### PERSYARATAN
Salin kembali seluruh dokumen sumber tentang mahasiswa berkarakter di bawah ini secara utuh tanpa mengubah satu kata pun.

Selasa, 05 Februari 2013

MAHASISWA TAWAZUN BERKARAKTER; KEPEMIMPINAN MENUJU INDONESIA BERJAYA



I.          MAHASISWA; EKSPEKTASI DAN REALITA
Seperti orang bilang, mahasiswa adalah orang yang pintar, bisa diperhitungkan, dan bisa dikembangkan. Mahasiswa adalah harapan bangsa, penerus Indonesia untuk arah yang lebih baik. Mahasiswa selalu berkarisma, dan tak kenal lelah dalam setiap tindak tanduknya. Mahasiswa adalah orang yang sopan, menjaga ucapan, perbuatan, bahkan pikiran. Hanya orang-orang terpilihlah yang bisa menjadi mahasiswa, terutama orang yang pintar secara akademis dan cerdas secara emosional. Demikian adalah ekspektasi dari beberapa orang dalam menerjemahkan mahasiswa.

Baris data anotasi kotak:
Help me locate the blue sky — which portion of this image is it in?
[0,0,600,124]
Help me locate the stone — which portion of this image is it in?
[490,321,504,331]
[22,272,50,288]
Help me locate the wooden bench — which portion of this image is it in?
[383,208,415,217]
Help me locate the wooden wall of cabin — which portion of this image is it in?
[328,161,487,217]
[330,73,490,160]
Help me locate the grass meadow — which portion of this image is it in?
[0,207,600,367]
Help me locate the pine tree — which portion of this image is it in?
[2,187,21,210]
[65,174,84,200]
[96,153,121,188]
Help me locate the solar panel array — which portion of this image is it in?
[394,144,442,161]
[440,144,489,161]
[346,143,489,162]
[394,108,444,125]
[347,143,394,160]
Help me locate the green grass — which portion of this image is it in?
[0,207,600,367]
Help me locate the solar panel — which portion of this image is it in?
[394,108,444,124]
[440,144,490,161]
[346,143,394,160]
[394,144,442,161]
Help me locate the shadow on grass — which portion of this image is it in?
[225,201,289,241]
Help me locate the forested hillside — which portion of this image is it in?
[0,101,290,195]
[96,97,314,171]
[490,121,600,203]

### HASIL LATIHAN
Selasa, 05 Februari 2013

MAHASISWA TAWAZUN BERKARAKTER; KEPEMIMPINAN MENUJU INDONESIA BERJAYA



I.          MAHASISWA; EKSPEKTASI DAN REALITA
Seperti orang bilang, mahasiswa adalah orang yang pintar, bisa diperhitungkan, dan bisa dikembangkan. Mahasiswa adalah harapan bangsa, penerus Indonesia untuk arah yang lebih baik. Mahasiswa selalu berkarisma, dan tak kenal lelah dalam setiap tindak tanduknya. Mahasiswa adalah orang yang sopan, menjaga ucapan, perbuatan, bahkan pikiran. Hanya orang-orang terpilihlah yang bisa menjadi mahasiswa, terutama orang yang pintar secara akademis dan cerdas secara emosional. Demikian adalah ekspektasi dari beberapa orang dalam menerjemahkan mahasiswa.